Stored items
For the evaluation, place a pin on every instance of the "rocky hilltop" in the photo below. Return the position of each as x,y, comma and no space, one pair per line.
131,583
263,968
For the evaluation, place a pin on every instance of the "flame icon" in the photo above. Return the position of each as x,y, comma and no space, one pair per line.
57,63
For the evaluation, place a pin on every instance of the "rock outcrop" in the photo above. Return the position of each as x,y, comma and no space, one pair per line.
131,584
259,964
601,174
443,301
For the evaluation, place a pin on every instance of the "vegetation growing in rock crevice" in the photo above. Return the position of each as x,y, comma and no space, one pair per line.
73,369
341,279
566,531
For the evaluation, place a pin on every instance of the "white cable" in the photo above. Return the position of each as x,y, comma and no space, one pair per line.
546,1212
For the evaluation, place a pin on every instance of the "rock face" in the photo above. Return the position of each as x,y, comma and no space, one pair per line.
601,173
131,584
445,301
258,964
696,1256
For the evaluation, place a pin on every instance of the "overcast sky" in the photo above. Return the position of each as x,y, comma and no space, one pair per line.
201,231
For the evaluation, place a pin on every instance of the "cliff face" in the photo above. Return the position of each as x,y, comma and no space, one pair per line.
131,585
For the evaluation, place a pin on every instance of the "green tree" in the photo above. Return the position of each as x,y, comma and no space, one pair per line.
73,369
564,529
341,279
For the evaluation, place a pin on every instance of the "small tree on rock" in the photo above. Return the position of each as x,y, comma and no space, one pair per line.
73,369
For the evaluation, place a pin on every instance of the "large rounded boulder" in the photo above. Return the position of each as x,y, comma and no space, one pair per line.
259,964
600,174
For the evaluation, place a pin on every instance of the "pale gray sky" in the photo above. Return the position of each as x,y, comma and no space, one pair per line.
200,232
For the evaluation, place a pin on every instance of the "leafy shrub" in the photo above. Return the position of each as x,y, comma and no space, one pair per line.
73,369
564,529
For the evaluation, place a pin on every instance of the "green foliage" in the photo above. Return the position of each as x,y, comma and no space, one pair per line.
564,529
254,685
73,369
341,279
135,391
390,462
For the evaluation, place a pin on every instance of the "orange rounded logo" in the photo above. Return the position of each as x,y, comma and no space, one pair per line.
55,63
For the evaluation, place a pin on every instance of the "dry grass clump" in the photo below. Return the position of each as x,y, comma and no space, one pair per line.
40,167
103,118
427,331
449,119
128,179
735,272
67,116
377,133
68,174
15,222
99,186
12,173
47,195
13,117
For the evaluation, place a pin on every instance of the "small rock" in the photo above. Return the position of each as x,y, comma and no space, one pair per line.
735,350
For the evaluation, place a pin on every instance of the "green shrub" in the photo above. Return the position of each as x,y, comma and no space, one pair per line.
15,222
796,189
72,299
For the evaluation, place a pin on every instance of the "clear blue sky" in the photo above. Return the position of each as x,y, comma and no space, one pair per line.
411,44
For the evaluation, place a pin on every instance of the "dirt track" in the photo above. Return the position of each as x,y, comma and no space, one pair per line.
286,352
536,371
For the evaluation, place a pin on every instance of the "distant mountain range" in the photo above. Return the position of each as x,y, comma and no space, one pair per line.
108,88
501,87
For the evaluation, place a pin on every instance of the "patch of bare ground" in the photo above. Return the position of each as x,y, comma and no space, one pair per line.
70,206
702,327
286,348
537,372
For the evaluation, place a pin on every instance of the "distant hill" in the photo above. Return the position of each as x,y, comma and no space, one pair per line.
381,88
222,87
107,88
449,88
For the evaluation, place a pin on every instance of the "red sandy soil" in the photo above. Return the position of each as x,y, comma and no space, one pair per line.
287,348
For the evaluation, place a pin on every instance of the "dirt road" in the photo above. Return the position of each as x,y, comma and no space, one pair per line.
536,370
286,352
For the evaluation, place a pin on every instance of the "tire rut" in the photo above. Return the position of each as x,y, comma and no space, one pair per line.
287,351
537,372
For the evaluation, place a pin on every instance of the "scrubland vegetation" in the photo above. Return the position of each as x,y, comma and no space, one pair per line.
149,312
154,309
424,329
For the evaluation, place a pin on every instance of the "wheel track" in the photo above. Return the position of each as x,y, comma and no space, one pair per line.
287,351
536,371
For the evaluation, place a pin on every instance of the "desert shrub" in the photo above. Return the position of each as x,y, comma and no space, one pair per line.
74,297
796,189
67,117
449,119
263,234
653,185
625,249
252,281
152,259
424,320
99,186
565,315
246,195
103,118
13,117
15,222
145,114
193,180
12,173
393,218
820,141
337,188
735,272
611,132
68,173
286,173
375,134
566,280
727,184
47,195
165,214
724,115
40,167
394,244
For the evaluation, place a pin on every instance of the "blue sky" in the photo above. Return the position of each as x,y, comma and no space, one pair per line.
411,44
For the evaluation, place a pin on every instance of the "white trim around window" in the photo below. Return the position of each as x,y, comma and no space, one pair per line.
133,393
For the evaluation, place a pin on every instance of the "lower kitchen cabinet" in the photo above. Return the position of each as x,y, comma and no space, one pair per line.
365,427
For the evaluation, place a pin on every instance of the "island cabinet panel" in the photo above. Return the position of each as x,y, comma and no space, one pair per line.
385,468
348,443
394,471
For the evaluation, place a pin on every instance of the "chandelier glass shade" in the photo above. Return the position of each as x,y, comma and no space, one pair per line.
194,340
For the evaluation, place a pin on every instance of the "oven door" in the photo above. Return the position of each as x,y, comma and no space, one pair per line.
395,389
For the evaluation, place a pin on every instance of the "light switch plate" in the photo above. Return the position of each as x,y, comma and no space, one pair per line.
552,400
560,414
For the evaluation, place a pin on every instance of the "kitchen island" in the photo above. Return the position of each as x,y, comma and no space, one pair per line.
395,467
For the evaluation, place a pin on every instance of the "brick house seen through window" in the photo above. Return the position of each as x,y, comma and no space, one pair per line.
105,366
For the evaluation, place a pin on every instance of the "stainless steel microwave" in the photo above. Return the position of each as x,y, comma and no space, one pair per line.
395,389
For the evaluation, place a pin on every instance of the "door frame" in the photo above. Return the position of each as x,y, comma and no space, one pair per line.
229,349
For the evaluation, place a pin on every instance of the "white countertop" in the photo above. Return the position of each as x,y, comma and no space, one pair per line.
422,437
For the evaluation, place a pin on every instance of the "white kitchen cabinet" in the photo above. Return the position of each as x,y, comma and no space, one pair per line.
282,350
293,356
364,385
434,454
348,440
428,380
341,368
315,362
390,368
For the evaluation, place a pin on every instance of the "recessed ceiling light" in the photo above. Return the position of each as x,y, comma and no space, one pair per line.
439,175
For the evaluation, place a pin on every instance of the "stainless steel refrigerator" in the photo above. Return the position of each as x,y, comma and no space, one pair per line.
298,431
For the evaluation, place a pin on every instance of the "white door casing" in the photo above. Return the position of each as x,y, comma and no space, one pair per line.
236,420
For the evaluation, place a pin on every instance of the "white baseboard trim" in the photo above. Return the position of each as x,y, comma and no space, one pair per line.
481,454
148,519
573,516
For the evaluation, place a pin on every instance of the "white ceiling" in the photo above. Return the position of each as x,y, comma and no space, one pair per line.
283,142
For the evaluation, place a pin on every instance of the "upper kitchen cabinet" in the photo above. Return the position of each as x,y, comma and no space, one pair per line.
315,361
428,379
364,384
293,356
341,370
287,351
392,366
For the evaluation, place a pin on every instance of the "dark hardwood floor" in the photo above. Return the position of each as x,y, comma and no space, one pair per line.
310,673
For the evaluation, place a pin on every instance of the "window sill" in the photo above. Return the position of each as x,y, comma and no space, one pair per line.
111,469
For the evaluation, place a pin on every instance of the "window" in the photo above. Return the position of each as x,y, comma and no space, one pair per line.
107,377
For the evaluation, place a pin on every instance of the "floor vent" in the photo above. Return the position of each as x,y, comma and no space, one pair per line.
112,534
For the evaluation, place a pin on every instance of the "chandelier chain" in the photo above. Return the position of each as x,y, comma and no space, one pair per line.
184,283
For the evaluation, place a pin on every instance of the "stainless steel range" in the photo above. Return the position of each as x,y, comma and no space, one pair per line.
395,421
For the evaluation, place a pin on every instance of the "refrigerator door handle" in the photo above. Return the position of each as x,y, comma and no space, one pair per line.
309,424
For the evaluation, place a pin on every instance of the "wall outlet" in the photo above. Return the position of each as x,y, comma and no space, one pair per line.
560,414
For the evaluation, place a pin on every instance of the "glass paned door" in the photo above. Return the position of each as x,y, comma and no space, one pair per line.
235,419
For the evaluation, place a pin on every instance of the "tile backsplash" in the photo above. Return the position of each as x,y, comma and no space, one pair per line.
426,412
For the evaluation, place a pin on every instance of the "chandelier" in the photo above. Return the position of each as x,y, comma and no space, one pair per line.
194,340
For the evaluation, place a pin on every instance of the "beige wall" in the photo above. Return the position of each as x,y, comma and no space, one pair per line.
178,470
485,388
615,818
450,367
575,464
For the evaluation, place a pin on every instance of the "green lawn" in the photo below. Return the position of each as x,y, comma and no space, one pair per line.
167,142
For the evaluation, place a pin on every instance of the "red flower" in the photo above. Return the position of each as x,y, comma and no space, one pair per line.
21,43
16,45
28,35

**Given problem:** From the material above, return every line in which the string "wall" appears.

**Answer to the problem:**
For the evaluation, place a pin on every instance of the "wall outlet" in the photo above. Return the position of each as x,y, comma and no space, one pair per line.
For the evaluation, place a pin on every instance of the "beige wall" in the photo above. Return the position of each as x,y, comma and no space, one pair per line.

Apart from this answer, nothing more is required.